#### PROVIDED DATA
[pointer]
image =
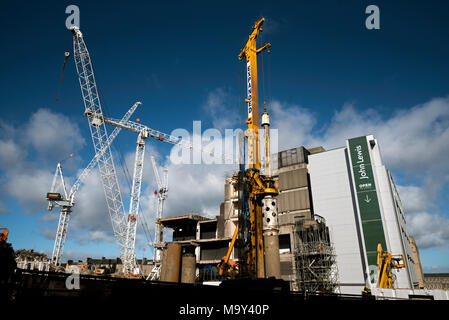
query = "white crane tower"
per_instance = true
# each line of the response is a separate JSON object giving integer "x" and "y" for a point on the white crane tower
{"x": 66, "y": 200}
{"x": 123, "y": 224}
{"x": 162, "y": 193}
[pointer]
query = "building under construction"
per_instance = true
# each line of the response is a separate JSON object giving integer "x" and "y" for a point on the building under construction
{"x": 307, "y": 257}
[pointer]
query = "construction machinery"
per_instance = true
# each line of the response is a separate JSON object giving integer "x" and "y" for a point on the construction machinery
{"x": 386, "y": 263}
{"x": 66, "y": 200}
{"x": 94, "y": 114}
{"x": 258, "y": 218}
{"x": 161, "y": 194}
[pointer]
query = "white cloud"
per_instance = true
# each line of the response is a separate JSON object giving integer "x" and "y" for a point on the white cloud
{"x": 429, "y": 230}
{"x": 26, "y": 156}
{"x": 220, "y": 105}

#### INSTRUCTION
Rewrite all of the material above with every "construction machinery" changed to "heavy equipment" and everything else kept the same. Leave the pictures out of your answer.

#### RESULT
[pointer]
image =
query = "white crane tower"
per_instance = true
# each line of the response is a separate JSON object giving integer "x" and "y" for a point on the white crane tower
{"x": 66, "y": 200}
{"x": 123, "y": 224}
{"x": 162, "y": 193}
[pointer]
query = "building under construction"
per_instance = true
# each line of the response is a separate JSON object giving integer "x" and "y" for a point on the building under construction
{"x": 307, "y": 257}
[pointer]
query = "heavy equipment"
per_instance = true
# each line of the response is a separate JSON object giving integer "x" and "y" for a point on the heavy equipment
{"x": 386, "y": 263}
{"x": 66, "y": 200}
{"x": 94, "y": 114}
{"x": 258, "y": 218}
{"x": 161, "y": 194}
[pointer]
query = "white cloud"
per_instance = true
# each line of the response is a separate JSON object giving integer "x" and "y" for a point on the white cloud
{"x": 429, "y": 230}
{"x": 26, "y": 156}
{"x": 220, "y": 105}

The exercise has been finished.